**DIRECTIVE**
Copy the lines word for word, from the very first line through the line holding "point(128, 20)", both included. Leave the pictures out of your answer.

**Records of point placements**
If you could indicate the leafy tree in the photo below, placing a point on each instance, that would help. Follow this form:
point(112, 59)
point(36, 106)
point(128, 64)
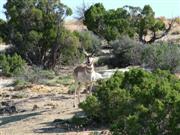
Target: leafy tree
point(3, 31)
point(107, 24)
point(80, 10)
point(35, 29)
point(128, 20)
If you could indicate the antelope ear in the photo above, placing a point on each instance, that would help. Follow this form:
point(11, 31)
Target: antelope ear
point(93, 53)
point(86, 54)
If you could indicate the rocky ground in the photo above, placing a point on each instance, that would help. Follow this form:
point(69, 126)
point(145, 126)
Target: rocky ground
point(35, 110)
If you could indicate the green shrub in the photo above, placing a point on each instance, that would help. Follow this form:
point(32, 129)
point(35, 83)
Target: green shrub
point(137, 103)
point(34, 75)
point(163, 56)
point(12, 65)
point(126, 52)
point(88, 40)
point(158, 55)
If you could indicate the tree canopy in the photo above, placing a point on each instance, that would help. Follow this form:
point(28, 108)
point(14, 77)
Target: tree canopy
point(127, 20)
point(35, 28)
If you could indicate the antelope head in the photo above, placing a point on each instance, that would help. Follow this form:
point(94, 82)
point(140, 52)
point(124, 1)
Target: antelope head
point(89, 58)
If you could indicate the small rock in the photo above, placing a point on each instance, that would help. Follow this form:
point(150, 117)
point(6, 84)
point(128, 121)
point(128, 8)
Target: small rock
point(35, 107)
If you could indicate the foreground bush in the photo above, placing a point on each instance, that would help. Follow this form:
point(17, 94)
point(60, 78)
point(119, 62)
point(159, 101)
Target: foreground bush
point(137, 103)
point(11, 65)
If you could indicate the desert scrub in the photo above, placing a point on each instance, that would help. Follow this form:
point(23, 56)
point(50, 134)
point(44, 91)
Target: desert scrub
point(12, 65)
point(137, 103)
point(34, 75)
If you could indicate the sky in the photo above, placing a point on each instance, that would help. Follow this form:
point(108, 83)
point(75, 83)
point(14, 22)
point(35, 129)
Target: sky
point(167, 8)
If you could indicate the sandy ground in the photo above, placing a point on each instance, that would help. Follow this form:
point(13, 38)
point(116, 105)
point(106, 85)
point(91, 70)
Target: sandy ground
point(39, 106)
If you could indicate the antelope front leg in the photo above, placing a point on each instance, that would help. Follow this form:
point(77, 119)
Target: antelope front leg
point(77, 90)
point(90, 88)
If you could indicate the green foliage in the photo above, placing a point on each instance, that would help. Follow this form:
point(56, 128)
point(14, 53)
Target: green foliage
point(131, 21)
point(3, 31)
point(35, 29)
point(126, 52)
point(12, 65)
point(137, 102)
point(163, 56)
point(108, 24)
point(35, 75)
point(88, 40)
point(70, 54)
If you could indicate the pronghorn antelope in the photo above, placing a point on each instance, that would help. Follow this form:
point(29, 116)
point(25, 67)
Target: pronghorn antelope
point(84, 74)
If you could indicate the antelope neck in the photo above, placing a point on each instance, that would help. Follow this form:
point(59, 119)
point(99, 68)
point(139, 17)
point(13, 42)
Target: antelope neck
point(89, 68)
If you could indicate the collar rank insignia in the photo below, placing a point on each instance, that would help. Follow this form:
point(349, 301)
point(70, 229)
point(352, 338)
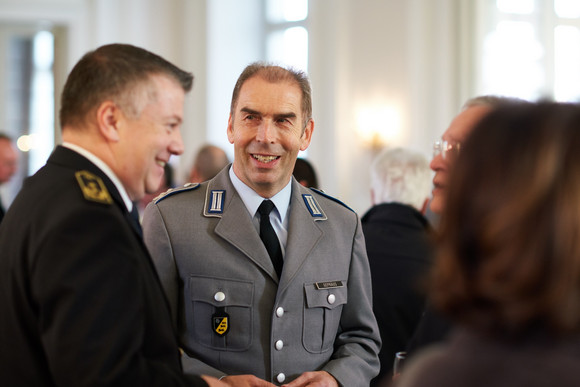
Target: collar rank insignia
point(216, 202)
point(220, 322)
point(312, 205)
point(93, 187)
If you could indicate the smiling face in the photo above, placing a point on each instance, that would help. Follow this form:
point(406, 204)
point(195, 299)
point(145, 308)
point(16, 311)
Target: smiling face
point(457, 132)
point(148, 140)
point(267, 130)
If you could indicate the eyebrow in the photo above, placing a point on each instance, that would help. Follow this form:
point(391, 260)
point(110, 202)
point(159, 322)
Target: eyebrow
point(276, 115)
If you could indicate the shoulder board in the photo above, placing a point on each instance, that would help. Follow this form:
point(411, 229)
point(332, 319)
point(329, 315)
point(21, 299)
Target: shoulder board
point(173, 191)
point(93, 187)
point(318, 191)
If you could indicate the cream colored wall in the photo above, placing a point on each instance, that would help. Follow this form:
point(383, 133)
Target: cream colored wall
point(409, 54)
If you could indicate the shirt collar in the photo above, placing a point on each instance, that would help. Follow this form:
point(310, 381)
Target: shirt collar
point(106, 170)
point(252, 200)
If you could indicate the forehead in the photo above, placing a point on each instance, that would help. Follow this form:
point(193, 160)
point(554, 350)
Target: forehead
point(464, 123)
point(270, 97)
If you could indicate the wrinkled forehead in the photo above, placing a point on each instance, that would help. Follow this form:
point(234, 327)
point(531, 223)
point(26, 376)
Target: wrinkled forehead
point(266, 96)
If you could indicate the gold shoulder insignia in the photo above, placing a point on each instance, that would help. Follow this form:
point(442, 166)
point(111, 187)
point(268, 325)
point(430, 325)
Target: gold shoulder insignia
point(93, 187)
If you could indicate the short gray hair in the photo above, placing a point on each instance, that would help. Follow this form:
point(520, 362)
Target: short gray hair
point(491, 101)
point(401, 175)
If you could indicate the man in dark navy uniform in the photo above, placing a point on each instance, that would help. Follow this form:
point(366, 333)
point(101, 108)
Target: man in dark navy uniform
point(80, 301)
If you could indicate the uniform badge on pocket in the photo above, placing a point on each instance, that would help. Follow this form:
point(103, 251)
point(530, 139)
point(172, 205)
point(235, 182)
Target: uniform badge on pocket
point(221, 322)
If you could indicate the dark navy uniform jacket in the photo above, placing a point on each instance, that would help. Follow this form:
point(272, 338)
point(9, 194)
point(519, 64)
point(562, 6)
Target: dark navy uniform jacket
point(80, 302)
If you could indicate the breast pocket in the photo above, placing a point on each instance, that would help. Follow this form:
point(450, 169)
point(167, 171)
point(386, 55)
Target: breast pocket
point(221, 312)
point(322, 316)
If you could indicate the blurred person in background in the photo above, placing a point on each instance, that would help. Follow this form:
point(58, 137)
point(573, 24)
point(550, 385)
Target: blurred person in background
point(398, 246)
point(8, 164)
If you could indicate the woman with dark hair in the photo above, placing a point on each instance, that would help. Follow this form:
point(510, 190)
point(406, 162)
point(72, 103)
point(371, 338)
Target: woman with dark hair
point(508, 266)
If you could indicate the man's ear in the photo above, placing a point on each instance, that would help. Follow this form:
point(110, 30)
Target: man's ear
point(109, 118)
point(230, 129)
point(307, 135)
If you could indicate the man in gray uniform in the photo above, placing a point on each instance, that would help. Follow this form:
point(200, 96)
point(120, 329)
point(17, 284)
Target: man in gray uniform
point(237, 318)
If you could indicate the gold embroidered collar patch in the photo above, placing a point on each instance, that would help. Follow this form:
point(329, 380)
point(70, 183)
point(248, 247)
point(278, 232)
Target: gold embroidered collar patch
point(93, 187)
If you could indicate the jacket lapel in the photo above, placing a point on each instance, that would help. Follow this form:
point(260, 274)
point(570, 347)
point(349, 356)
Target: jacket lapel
point(303, 232)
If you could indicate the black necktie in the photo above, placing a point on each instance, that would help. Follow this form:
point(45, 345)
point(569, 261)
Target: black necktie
point(268, 236)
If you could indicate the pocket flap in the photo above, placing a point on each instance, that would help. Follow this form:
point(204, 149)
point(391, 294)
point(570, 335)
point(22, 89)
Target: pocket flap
point(329, 298)
point(221, 291)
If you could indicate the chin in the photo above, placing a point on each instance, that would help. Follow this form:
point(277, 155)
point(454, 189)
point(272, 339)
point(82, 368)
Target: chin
point(436, 206)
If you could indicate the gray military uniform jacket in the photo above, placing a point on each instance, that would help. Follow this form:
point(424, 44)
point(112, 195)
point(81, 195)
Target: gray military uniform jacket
point(234, 315)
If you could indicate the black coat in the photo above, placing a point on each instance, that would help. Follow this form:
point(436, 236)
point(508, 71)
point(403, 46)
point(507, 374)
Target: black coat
point(80, 301)
point(399, 251)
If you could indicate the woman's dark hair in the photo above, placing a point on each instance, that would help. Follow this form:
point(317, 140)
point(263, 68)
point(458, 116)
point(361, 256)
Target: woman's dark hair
point(509, 257)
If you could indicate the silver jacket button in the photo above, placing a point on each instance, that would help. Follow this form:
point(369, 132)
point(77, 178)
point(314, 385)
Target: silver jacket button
point(279, 345)
point(219, 296)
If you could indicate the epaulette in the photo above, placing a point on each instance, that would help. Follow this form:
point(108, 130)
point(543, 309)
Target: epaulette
point(93, 187)
point(319, 191)
point(173, 191)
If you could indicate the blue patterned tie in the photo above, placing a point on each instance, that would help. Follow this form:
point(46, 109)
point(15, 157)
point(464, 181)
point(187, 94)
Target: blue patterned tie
point(268, 236)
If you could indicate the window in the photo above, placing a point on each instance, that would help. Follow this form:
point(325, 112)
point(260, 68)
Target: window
point(286, 32)
point(531, 49)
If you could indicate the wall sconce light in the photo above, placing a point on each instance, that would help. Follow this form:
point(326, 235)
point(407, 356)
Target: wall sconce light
point(377, 126)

**RESPONSE BELOW**
If you could indicate the leafy tree in the photo below, placing a point on each instance, that would help. Follow this form:
point(112, 59)
point(36, 106)
point(128, 64)
Target: leafy tree
point(3, 31)
point(107, 24)
point(80, 10)
point(35, 29)
point(128, 20)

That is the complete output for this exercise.